**Document excerpt**.
The Midnight Swim Tells a Spooky Story for FILM
The Midnight Swim, playing at the Erie Art Museum, is not a horror movie. It is something quite like it, but something that you've never seen before.
Don't go into The Midnight Swim expecting a horror movie.
It has some of the ingredients – a mysterious death, a potentially haunted lake, Blair Witch-style camera tricks – but it works much better as a character study. The story concerns three sisters who return to their childhood home, where their hippie-ish mother has died in a drowning accident under mysterious circumstances.
At times, I was tempted to forget the horror trappings entirely. Is the lake haunted? Are the sisters descending into madness? I found myself less interested in these questions than I was in the aftermath of their mother's death. The sense of grief is strongest when it feels intimate, rather than supernatural.

**Required work**. Print the passage from the film review word for word, starting at "Don't go into" and ending at "under mysterious circumstances.".

Records of labeled points

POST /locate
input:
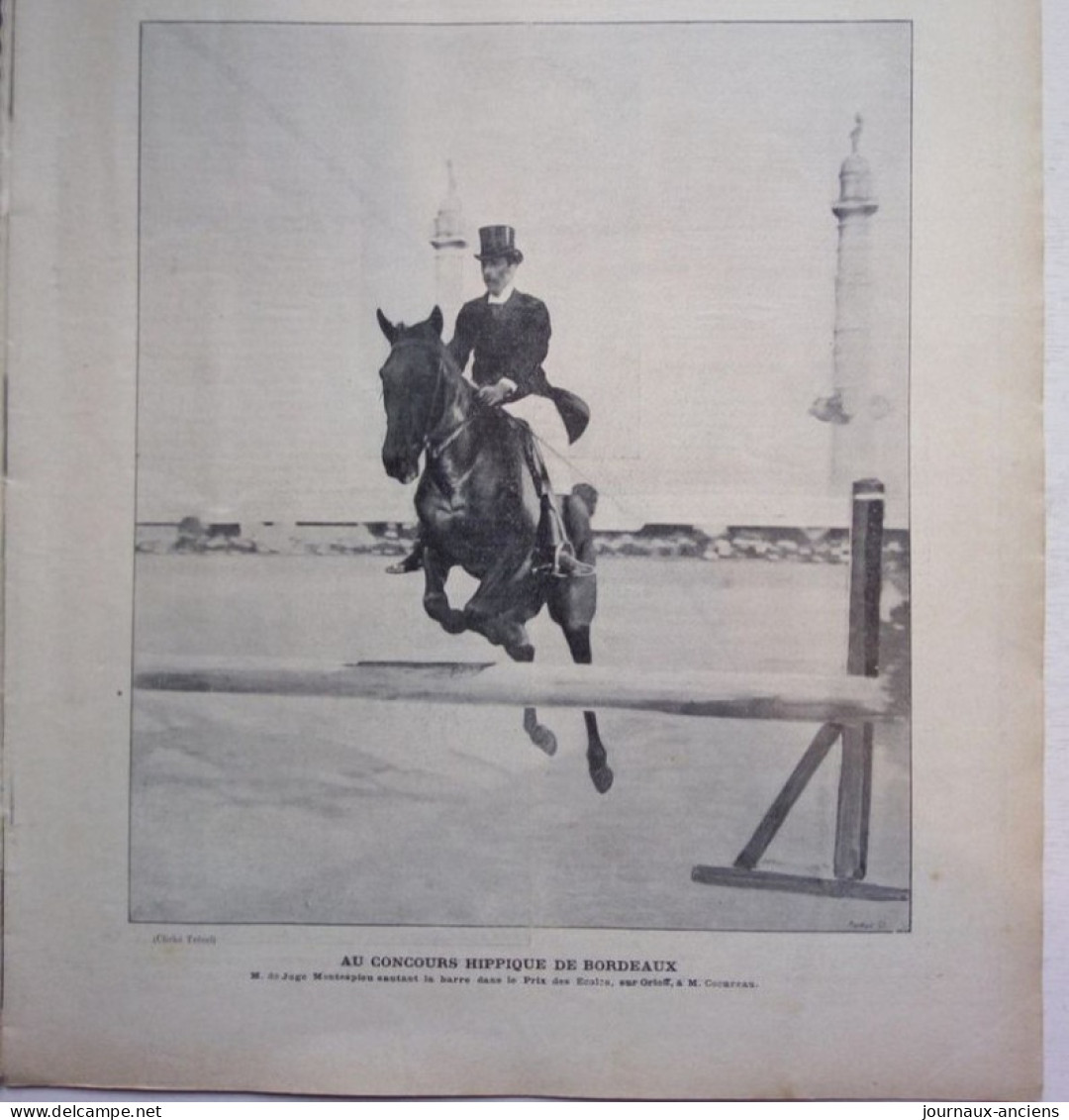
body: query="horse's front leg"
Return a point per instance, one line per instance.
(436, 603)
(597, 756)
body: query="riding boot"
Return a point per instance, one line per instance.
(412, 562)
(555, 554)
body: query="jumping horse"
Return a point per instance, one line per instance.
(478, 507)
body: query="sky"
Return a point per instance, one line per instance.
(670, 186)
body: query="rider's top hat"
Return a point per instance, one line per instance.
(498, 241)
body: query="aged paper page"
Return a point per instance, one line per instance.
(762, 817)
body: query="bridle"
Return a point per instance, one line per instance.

**Written reply**.
Don't go into The Midnight Swim expecting a horror movie.
It has some of the ingredients – a mysterious death, a potentially haunted lake, Blair Witch-style camera tricks – but it works much better as a character study. The story concerns three sisters who return to their childhood home, where their hippie-ish mother has died in a drowning accident under mysterious circumstances.